■ ФРАГМЕНТ ДОКУМЕНТА:

|---|

В парниковых условиях тесного Манхэттена Центральный парк должен был стать Диким Западом для внутреннего употребления горожан. Он был искусственным, но настоящим заповедником девственной Америки. Как театр в театре, Централ-парк утрировал природу. Заключенная в каменную коробку, она расцвела раем, пренебрегающим ценой и пользой. Не как Диснейленд с его карикатурной географией, не как Национальные парки с их нетронутой красотой, не как романтические сады с их поэтическим произволом, а как макет Нового Света в натуральную величину. Строго вписанный в правильную фигуру, парк демонстрирует свое умышленное происхождение. Зато попавшая внутрь природа живет на свободе. В расчерченном по линейке Манхэттене Централ-парк дарует живительную передышку от геометрии.
Это противоречие создает неповторимый характер Нью-Йорка. Он легко обходится без главной, такой как Красная в Москве или Тяньаньмэнь в Пекине, площади. В Нью-Йорке ею служит большая поляна Центрального парка.

|---|

■ Фрагменты набора данных для сегментации:
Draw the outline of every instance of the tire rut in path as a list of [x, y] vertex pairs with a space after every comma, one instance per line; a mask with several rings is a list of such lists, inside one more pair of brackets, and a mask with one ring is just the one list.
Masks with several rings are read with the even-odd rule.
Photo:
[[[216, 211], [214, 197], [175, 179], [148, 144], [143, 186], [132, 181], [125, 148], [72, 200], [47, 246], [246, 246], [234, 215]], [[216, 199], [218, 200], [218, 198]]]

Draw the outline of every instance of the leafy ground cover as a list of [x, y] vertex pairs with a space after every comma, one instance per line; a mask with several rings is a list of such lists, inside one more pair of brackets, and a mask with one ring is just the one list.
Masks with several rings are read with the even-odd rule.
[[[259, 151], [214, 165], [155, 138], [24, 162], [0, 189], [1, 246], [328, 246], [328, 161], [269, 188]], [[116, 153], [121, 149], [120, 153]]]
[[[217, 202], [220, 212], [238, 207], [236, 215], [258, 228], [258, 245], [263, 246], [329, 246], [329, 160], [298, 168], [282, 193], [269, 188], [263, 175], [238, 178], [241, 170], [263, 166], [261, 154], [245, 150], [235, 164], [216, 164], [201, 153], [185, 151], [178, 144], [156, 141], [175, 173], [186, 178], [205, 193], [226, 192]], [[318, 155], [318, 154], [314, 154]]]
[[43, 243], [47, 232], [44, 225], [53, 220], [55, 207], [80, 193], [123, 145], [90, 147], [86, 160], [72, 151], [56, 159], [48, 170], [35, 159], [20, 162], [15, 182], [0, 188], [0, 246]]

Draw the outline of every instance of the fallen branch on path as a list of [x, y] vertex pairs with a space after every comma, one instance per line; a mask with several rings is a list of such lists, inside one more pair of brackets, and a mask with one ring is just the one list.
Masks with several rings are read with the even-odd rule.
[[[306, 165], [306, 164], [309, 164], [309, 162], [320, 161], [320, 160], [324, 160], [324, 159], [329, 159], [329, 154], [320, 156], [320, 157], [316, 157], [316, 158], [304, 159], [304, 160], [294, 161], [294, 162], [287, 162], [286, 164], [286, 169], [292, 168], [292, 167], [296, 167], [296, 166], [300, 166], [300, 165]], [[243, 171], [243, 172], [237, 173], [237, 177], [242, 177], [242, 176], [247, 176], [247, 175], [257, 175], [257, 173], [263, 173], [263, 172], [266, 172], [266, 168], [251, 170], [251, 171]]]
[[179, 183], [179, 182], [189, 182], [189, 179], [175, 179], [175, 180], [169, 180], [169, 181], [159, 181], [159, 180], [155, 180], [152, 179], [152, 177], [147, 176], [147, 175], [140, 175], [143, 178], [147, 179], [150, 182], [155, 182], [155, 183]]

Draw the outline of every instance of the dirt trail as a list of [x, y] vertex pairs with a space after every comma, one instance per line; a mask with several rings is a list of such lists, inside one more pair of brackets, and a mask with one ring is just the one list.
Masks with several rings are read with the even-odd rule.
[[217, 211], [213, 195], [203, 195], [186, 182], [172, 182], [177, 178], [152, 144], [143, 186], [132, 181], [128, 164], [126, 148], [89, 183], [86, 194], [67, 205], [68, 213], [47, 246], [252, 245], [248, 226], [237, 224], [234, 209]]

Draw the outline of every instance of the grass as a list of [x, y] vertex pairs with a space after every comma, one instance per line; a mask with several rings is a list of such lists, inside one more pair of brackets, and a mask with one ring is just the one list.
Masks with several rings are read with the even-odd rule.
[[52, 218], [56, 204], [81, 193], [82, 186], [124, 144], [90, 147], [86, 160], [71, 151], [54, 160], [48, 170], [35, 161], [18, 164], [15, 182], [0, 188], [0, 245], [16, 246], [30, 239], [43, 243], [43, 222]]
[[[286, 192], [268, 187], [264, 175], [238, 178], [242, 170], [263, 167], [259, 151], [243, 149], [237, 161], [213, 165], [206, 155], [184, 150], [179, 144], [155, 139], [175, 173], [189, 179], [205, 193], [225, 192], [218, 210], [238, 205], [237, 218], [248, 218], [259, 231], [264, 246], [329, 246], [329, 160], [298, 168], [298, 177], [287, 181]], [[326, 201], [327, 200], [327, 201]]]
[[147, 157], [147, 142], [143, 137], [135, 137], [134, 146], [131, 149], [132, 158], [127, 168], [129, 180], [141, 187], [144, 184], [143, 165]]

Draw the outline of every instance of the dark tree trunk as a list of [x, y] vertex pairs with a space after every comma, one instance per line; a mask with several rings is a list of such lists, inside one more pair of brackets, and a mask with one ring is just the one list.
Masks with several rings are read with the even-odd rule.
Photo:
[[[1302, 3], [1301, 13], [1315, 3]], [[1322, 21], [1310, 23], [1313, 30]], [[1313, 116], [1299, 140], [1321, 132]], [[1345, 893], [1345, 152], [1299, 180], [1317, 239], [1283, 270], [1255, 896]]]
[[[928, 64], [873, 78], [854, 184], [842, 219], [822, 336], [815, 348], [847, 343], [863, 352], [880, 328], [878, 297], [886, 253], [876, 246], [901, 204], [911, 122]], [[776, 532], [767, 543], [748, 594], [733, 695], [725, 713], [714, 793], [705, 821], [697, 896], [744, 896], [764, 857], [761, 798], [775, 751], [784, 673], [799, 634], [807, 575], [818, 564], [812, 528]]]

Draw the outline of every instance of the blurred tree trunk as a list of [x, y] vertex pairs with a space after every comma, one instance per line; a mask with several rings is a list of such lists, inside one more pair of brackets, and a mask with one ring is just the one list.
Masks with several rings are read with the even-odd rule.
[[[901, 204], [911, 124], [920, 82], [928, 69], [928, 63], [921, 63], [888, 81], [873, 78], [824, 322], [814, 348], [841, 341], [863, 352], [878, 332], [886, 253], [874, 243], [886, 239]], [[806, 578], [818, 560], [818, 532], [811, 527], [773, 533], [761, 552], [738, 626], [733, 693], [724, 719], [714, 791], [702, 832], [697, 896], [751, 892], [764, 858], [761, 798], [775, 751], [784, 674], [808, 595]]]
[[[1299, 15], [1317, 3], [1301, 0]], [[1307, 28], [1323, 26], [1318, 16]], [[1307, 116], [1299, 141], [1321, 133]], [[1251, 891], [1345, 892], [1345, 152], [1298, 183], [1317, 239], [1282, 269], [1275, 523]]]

|---|

■ ЗАДАНИЯ:
- 1) Перескажите фрагмент о Центральном парке в двух предложениях.
- 2) Пожалуйста, представьте записи со строки с "Draw the outline of every instance of the blurred" до конца записей включительно в виде CSV с двумя столбцами, «указание» и «ответ». Каждому указанию отведите одну строку, поместите его текст и ответ каждый в одно поле в кавычках и замените переносы строк пробелами.
Текст и записи между собой никак не связаны.

■ ОТВЕТЫ ПО ЗАДАНИЯМ:
- 1) Центральный парк должен был стать для жителей тесного Манхэттена искусственным, но настоящим заповедником девственной Америки, макетом Нового Света в натуральную величину, где вписанная в правильную фигуру природа живет на свободе и дает передышку от геометрии. Это противоречие создает неповторимый характер Нью-Йорка, где главную площадь заменяет большая поляна Центрального парка.

- 2)
указание,ответ
"Draw the outline of every instance of the blurred tree trunk as a list of [x, y] vertex pairs with a space after every comma, one instance per line; a mask with several rings is a list of such lists, inside one more pair of brackets, and a mask with one ring is just the one list. Masks with several rings are read with the even-odd rule.","[[[901, 204], [911, 124], [920, 82], [928, 69], [928, 63], [921, 63], [888, 81], [873, 78], [824, 322], [814, 348], [841, 341], [863, 352], [878, 332], [886, 253], [874, 243], [886, 239]], [[806, 578], [818, 560], [818, 532], [811, 527], [773, 533], [761, 552], [738, 626], [733, 693], [724, 719], [714, 791], [702, 832], [697, 896], [751, 892], [764, 858], [761, 798], [775, 751], [784, 674], [808, 595]]] [[[1299, 15], [1317, 3], [1301, 0]], [[1307, 28], [1323, 26], [1318, 16]], [[1307, 116], [1299, 141], [1321, 133]], [[1251, 891], [1345, 892], [1345, 152], [1298, 183], [1317, 239], [1282, 269], [1275, 523]]]"